▶ **Task description**
Word for word, repeat the lines of the records from the one containing "Return one point for each instance of the grassy" through the last line, both included.

▶ **Records excerpted from a collection**

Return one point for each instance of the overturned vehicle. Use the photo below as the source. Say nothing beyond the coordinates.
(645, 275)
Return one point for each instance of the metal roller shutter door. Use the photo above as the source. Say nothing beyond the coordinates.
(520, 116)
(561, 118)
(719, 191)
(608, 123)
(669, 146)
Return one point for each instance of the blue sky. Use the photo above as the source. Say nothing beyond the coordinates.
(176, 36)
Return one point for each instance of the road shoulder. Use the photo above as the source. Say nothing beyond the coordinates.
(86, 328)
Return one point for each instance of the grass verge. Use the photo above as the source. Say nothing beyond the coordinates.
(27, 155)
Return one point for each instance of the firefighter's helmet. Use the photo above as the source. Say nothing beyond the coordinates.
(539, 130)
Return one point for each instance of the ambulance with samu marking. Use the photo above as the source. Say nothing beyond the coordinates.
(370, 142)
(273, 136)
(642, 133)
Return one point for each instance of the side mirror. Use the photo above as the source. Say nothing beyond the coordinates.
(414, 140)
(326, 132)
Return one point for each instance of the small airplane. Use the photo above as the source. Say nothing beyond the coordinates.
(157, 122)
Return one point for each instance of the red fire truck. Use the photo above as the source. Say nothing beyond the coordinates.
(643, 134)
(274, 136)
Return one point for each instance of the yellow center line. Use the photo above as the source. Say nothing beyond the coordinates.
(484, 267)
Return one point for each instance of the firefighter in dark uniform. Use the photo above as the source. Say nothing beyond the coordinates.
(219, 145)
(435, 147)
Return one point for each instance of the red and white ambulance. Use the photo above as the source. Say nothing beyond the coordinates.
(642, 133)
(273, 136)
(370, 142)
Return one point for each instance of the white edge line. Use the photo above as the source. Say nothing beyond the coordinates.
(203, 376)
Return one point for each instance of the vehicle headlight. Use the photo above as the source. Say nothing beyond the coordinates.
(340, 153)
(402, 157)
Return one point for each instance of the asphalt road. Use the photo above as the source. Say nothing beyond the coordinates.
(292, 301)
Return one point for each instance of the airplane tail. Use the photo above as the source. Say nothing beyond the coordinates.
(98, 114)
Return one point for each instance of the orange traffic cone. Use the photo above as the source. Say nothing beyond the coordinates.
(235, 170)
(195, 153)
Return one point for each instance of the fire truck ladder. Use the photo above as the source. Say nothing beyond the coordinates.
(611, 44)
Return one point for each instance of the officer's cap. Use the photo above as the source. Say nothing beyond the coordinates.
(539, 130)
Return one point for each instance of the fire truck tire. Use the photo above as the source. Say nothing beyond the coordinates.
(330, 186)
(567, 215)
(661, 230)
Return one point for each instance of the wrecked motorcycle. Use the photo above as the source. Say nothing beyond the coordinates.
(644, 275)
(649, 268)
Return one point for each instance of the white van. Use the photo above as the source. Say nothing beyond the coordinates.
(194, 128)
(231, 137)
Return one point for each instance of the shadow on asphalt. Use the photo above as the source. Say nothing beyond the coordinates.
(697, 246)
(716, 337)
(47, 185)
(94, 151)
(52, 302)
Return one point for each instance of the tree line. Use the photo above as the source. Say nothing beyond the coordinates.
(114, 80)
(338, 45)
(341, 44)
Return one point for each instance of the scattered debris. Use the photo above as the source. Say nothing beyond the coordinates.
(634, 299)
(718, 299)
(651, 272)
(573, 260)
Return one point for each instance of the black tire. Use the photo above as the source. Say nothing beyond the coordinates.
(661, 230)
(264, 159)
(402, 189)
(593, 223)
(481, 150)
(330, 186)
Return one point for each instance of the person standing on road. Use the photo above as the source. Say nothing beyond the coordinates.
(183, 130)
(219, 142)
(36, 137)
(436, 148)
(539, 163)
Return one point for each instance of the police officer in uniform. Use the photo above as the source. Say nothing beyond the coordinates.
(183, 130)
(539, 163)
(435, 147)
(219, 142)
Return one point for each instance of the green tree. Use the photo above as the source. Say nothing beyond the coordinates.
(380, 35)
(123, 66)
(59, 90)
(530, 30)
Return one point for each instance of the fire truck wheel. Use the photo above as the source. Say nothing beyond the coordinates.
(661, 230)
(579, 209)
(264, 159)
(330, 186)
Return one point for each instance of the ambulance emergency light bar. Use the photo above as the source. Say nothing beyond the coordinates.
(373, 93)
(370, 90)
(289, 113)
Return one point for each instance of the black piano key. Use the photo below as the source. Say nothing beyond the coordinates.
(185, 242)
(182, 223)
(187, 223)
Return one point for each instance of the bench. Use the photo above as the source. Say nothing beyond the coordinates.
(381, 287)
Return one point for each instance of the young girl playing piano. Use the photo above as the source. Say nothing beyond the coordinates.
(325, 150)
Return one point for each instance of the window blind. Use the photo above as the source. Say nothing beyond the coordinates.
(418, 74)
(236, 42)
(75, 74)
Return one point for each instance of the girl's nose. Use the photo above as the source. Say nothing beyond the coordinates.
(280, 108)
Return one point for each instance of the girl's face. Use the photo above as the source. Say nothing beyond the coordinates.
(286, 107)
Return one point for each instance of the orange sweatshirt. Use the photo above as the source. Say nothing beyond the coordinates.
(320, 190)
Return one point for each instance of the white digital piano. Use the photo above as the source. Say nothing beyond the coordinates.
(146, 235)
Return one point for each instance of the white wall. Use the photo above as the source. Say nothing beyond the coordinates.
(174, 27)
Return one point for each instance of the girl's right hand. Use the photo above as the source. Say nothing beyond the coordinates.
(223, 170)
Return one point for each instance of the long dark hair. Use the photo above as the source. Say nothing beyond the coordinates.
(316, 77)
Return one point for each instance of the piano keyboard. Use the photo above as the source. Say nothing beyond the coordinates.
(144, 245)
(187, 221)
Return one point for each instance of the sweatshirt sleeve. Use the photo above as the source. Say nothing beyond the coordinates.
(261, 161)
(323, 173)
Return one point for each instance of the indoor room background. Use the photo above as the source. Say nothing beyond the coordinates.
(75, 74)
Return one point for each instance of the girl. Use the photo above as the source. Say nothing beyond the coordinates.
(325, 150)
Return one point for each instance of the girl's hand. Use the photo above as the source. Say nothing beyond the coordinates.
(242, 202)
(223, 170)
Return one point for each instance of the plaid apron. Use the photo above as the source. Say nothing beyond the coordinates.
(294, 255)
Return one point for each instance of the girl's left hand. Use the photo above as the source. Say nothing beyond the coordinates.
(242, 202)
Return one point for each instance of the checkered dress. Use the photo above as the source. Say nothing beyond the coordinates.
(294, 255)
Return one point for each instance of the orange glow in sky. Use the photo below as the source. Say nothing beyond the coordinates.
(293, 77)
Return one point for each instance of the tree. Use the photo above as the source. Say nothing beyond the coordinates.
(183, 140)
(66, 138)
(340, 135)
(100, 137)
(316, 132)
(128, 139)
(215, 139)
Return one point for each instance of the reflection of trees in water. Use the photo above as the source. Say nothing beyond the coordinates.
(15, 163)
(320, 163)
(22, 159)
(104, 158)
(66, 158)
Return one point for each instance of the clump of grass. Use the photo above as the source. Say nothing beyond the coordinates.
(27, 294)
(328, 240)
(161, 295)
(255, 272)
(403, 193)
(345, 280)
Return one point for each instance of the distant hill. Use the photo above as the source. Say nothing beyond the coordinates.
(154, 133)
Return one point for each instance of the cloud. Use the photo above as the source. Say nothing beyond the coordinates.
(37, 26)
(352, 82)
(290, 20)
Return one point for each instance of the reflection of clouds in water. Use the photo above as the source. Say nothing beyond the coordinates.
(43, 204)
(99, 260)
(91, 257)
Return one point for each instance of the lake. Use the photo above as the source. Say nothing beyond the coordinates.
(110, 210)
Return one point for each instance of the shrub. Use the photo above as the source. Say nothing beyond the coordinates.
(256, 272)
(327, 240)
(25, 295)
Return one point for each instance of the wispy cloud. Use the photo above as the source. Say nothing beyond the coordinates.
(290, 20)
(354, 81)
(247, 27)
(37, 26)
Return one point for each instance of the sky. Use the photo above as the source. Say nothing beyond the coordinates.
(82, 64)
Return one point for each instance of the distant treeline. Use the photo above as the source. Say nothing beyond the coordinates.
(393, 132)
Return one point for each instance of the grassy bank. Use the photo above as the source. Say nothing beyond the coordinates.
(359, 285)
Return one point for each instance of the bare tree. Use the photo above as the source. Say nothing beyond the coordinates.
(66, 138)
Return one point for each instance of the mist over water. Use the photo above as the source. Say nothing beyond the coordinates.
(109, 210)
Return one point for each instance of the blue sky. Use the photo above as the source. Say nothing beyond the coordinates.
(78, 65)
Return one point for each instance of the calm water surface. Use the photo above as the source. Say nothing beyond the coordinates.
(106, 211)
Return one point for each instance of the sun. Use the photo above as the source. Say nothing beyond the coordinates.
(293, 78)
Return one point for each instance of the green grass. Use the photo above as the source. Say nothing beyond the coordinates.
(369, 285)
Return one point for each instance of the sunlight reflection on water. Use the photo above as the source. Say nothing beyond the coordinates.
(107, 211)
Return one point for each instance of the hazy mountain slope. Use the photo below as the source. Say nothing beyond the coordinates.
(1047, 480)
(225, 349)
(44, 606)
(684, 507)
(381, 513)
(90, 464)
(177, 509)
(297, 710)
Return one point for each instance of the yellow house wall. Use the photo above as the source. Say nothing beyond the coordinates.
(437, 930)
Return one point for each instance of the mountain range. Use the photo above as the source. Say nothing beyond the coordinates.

▶ **Complete response**
Return one point for each instance of the grassy bank. Use the photo above as the source. Say nothing beyond the coordinates.
(359, 285)
Return one point for each instance of the bare tree. Use the photo above as the source. Say nothing beyond the coordinates.
(66, 138)
Return one point for each instance of the mist over water. Use the photo above as the source. Say nothing beyond the coordinates.
(109, 210)
Return one point for each instance of the blue sky. Use the photo above as the source. Say nothing beyond the coordinates.
(78, 65)
Return one point for each instance of the calm water surface. Use the photo above as the source. Say nothing beyond the coordinates.
(106, 211)
Return one point for each instance of the sun. Use the photo above as the source. Say nothing beyond the coordinates.
(293, 78)
Return one point for each instance of the green grass. Use the photo above as the source. Say nothing beyond the coordinates.
(369, 285)
Return one point for each instance of the sunlight reflection on water. Use the photo above as the source. Say nothing beyond the coordinates.
(107, 211)
Return one point for each instance of the hazy mountain slope. Use the photo below as the source. Say nothing beyond the coordinates.
(1047, 480)
(225, 349)
(44, 606)
(684, 507)
(381, 513)
(90, 464)
(177, 509)
(297, 710)
Return one point for each instance of the yellow house wall. Use the photo above as the source. Say nothing beyond the coordinates.
(437, 930)
Return one point for each instance of the mountain range. Use the photo above as the source. Say nothing beyond the coordinates.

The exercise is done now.